* Entries for segmentation labeling *
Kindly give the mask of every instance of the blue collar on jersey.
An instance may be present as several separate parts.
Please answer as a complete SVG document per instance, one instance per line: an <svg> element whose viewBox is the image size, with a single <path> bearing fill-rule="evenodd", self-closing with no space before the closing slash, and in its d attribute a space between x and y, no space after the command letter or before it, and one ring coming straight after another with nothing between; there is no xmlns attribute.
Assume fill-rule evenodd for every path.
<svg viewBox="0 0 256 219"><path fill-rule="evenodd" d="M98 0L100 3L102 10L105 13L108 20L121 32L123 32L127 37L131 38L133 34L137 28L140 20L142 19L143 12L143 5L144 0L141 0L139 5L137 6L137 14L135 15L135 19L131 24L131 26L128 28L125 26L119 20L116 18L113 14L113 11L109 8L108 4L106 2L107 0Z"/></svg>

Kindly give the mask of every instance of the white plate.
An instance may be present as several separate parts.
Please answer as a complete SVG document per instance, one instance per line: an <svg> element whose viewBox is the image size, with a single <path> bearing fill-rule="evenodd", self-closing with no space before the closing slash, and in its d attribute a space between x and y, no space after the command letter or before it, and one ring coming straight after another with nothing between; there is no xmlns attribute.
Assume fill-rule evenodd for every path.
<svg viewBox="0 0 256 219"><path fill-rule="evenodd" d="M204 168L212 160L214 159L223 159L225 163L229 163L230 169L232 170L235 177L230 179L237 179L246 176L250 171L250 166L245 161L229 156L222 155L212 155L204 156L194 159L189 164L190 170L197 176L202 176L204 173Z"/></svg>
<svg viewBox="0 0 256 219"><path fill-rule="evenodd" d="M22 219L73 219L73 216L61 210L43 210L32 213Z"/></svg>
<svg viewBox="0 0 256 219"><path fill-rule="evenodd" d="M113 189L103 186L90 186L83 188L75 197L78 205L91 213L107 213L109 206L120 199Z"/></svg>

* TASK DIRECTIONS *
Change every "separate parts" in the material above to "distinct pieces", and keep all other text the same.

* EXERCISE ANSWER *
Kindly give the mask of every instance of the blue collar on jersey.
An instance may be present as several distinct pieces.
Please answer as a complete SVG document per instance, one instance per line: an <svg> element whose viewBox is the image size, with a single <path> bearing fill-rule="evenodd", self-closing with no space before the closing slash, and in its d attribute a space between x and y, no space after the command letter or before it, and one ring coming straight after another with nothing between; there is no xmlns attribute.
Assume fill-rule evenodd for every path.
<svg viewBox="0 0 256 219"><path fill-rule="evenodd" d="M98 0L100 3L102 10L105 13L108 20L121 32L123 32L127 37L131 38L133 34L137 28L140 20L142 19L143 12L143 5L144 0L141 0L139 5L137 6L137 14L135 15L135 19L131 24L131 26L128 28L125 26L119 20L116 18L113 14L113 11L109 8L108 4L106 2L107 0Z"/></svg>

Kindly give the mask of every instance of the white plate.
An instance may be present as several distinct pieces.
Please answer as a complete SVG document per instance, one instance per line: an <svg> element whose viewBox is the image size, with a single <path> bearing fill-rule="evenodd", self-closing with no space before the closing slash, and in its d attribute a space between x and y, no space after the command letter or before it, and one ring coming straight after another with nothing between; there is no xmlns attribute.
Assume fill-rule evenodd for every path.
<svg viewBox="0 0 256 219"><path fill-rule="evenodd" d="M204 168L212 160L214 159L223 159L225 163L229 163L230 169L232 170L235 177L230 179L237 179L246 176L250 171L250 166L245 161L229 156L222 155L212 155L204 156L194 159L189 164L190 170L197 176L202 176L204 173Z"/></svg>
<svg viewBox="0 0 256 219"><path fill-rule="evenodd" d="M22 219L73 219L73 216L61 210L43 210L32 213Z"/></svg>
<svg viewBox="0 0 256 219"><path fill-rule="evenodd" d="M113 189L103 186L90 186L83 188L75 197L78 205L91 213L107 213L109 206L120 199Z"/></svg>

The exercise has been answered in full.